> What to do: Reproduce the listing below with each occurrence of "Marked at" changed to "Located at" and every other character left as is. Leave the pictures out of your output.

....................

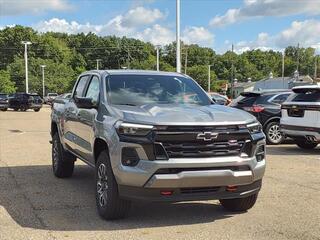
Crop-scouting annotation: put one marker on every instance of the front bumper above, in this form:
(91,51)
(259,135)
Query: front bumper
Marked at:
(146,179)
(188,194)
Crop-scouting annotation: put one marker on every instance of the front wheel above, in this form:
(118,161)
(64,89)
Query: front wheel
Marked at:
(306,145)
(273,133)
(62,161)
(239,204)
(109,204)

....................

> Expected answer:
Crop-scouting annotation: put one marker on every instance of the front bumper above, in this form:
(91,51)
(259,135)
Query: front bumper
Located at:
(146,179)
(188,194)
Crop-scouting annotation: put one marker on every instance of the front wheel above, in this form:
(118,161)
(64,89)
Query: front wheel
Located at:
(306,145)
(273,133)
(62,161)
(239,204)
(109,204)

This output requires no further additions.